— SHORT EXERCISE —
Locate each line in the listing below that contains the word "green" and copy those lines out. Treat uppercase and lowercase as different.

— Items from a dataset —
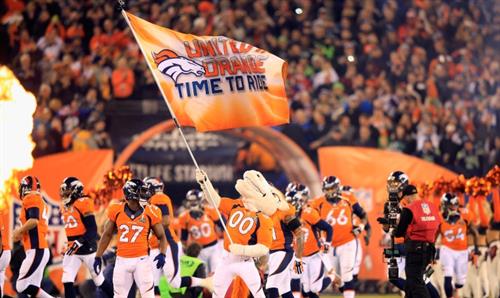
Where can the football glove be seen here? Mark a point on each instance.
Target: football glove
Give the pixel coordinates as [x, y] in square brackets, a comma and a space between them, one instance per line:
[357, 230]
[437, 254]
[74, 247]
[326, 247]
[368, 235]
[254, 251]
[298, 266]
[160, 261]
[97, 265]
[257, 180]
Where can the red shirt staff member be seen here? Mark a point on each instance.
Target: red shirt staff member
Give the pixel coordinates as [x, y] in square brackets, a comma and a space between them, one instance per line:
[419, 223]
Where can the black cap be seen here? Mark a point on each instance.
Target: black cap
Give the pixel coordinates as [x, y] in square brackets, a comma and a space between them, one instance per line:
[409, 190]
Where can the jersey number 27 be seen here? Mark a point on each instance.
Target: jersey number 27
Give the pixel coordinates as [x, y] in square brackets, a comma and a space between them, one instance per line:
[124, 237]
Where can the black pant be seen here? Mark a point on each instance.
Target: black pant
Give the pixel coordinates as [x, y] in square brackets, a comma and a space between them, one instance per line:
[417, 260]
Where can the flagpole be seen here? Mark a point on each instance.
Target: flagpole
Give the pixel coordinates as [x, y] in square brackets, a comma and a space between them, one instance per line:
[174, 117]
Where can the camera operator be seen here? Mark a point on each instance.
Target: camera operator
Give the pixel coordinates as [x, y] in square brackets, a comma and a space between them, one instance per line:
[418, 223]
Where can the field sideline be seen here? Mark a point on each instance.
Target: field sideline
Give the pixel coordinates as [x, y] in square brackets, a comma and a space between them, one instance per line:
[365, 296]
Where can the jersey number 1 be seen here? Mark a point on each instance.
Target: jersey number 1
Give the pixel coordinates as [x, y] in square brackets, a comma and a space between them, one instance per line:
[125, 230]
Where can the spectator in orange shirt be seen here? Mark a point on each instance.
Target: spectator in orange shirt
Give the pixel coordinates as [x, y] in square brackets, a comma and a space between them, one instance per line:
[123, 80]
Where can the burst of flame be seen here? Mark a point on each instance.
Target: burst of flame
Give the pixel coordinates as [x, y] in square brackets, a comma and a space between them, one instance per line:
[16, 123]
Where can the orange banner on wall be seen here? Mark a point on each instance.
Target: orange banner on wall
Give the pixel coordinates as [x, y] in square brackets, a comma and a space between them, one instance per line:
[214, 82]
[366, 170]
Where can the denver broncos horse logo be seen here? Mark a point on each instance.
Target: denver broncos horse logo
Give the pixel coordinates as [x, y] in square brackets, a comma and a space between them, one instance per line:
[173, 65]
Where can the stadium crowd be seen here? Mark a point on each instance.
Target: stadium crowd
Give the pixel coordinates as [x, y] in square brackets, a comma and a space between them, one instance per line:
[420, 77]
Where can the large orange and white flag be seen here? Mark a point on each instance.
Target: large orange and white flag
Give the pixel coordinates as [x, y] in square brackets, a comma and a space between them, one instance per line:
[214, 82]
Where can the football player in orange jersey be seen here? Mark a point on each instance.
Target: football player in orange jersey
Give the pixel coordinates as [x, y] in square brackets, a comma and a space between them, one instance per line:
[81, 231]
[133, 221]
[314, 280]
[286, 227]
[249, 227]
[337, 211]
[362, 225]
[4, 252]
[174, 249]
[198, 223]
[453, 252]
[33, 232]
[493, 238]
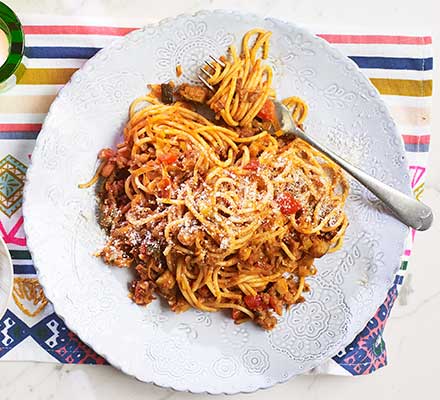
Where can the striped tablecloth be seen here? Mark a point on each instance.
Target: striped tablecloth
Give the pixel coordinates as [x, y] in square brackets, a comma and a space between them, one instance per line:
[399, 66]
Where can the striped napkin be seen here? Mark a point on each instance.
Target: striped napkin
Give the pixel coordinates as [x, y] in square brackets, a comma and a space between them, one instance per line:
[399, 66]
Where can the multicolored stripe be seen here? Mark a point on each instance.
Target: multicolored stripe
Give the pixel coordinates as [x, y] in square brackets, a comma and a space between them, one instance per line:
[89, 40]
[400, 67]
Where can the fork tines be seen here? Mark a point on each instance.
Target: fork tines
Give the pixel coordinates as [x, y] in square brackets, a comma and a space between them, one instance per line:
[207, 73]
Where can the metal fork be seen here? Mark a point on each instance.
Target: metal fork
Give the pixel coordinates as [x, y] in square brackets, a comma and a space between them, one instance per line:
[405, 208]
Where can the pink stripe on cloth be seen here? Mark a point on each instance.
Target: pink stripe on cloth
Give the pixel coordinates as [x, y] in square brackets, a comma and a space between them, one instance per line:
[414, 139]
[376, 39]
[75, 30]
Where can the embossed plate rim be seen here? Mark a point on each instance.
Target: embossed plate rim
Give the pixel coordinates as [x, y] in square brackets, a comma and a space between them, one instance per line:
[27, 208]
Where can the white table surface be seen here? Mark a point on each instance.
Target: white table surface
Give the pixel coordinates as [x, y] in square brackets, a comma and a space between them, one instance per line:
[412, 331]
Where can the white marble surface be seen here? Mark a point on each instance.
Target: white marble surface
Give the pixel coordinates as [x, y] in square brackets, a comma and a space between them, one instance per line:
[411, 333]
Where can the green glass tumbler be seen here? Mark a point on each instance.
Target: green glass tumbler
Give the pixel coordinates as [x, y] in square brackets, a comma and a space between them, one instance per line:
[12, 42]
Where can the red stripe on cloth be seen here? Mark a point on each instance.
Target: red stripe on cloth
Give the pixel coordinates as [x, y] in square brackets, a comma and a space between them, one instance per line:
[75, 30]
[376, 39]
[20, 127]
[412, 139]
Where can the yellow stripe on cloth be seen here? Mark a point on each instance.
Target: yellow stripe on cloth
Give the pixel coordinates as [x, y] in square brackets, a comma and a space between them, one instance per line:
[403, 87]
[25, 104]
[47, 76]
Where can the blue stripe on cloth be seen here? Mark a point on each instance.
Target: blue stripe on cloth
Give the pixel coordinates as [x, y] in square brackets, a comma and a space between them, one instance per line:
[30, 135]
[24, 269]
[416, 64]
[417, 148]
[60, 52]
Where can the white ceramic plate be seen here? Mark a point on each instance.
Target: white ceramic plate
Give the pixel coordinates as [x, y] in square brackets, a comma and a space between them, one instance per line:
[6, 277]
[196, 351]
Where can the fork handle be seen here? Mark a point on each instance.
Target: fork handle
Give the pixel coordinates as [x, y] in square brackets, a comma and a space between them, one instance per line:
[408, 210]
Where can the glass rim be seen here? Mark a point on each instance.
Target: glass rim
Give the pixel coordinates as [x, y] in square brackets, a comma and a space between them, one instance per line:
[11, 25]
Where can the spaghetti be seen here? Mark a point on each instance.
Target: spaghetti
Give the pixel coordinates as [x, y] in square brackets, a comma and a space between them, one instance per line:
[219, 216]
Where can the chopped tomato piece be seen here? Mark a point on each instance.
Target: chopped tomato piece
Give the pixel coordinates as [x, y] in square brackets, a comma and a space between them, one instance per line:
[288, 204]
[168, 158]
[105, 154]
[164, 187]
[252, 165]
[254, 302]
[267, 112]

* * *

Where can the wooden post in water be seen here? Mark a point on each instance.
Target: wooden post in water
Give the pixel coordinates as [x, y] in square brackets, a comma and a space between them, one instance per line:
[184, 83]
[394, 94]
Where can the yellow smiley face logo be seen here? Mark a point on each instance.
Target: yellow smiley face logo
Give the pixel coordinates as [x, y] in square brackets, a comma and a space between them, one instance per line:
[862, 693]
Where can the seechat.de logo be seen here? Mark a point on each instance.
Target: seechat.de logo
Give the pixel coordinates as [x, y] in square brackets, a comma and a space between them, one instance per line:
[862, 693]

— SOLUTION FOR THIS PROBLEM —
Where can the green glass tumbler be seen here? Mark a point on each instance.
Target: green glass tumbler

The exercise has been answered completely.